Saved data entries
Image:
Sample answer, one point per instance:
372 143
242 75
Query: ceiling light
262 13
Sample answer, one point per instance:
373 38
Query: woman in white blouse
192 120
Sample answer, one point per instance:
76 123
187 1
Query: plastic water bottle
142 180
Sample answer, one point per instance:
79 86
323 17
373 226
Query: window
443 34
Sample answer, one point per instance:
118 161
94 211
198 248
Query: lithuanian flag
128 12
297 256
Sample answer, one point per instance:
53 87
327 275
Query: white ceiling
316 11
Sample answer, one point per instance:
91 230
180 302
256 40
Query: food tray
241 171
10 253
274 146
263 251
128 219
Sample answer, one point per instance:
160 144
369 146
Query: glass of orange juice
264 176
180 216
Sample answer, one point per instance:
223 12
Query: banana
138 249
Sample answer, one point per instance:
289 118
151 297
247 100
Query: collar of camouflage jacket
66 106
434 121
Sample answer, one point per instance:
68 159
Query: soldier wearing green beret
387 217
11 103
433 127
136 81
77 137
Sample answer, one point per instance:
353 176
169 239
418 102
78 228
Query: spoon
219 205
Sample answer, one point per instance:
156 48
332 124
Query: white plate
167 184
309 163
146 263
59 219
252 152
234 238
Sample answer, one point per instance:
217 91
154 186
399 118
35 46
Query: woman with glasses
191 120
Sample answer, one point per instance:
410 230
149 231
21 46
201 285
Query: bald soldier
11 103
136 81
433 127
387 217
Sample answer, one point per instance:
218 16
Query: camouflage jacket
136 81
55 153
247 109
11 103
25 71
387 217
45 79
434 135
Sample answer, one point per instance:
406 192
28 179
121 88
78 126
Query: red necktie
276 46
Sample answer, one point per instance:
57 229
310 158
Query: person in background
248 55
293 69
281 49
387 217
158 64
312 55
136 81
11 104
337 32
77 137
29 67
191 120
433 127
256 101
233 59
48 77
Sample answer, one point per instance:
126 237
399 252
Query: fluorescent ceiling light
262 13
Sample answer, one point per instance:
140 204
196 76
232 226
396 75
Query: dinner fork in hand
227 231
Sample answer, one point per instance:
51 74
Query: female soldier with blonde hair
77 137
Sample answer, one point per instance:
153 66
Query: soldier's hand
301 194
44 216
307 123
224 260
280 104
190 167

EXERCISE
Every entry must be duplicated exactly as it was written.

FINAL ANSWER
Image:
Sample answer, one point per instance:
372 143
242 75
Query: ceiling light
262 13
Sample answer, one point per instance:
373 38
Query: woman in white blouse
192 120
Sample answer, one point per instance:
76 123
187 1
Query: plastic water bottle
142 180
Sample answer, one point per instance:
79 86
323 17
373 226
Query: window
443 34
Sample answer, one point per instance:
118 161
94 211
198 248
Query: lithuanian flag
128 12
297 256
Sample answer, one point per instance:
53 87
327 275
Query: white ceiling
316 11
Sample answer, one point per instance:
91 230
180 302
256 40
Query: food tray
241 171
10 253
274 146
263 251
128 219
Sample answer, one point per instance:
160 144
369 146
Query: glass of orange juice
264 176
180 216
Sample answer, one point per instance:
223 12
Query: banana
138 249
Sample answer, one point per instance:
289 118
151 297
247 100
Query: collar of camouflage jacket
66 106
434 121
Sample answer, one point per instance:
68 159
Query: soldier wearing green beret
387 217
11 103
433 127
136 81
77 137
Sample answer, one point per instance:
353 176
169 239
418 102
78 228
Query: spoon
219 205
Sample answer, one point per instance:
156 48
332 124
Query: white plate
167 184
309 163
146 263
59 219
252 152
234 238
Sample answer, one point per instance:
217 91
154 186
399 118
35 46
Query: woman with glasses
191 120
Sample answer, one point per instance:
410 230
149 231
21 46
201 285
Query: bald soldier
11 103
136 81
433 127
387 217
Sample answer, one point per instance:
218 16
Query: camouflage jacket
136 81
55 153
247 109
11 103
25 71
387 217
45 79
434 135
Sample answer, one point per instance:
406 192
28 179
121 88
78 126
Query: red necktie
276 46
Sample answer, one point per instance:
57 229
310 158
Query: person in background
248 55
293 69
281 49
387 217
158 64
312 55
136 81
11 104
337 32
77 137
29 67
191 120
433 127
256 101
233 59
48 77
Sample answer, one point per instance:
126 237
399 252
Query: fluorescent ceiling light
262 13
Sample answer, one point per instance:
140 204
196 76
232 226
396 75
Query: dinner fork in hand
227 231
Sample answer, one point per instance:
51 74
Query: female soldier with blonde hair
77 137
Sample answer, one point per instance:
153 66
Query: soldier's hand
301 194
44 216
307 123
224 260
280 104
190 167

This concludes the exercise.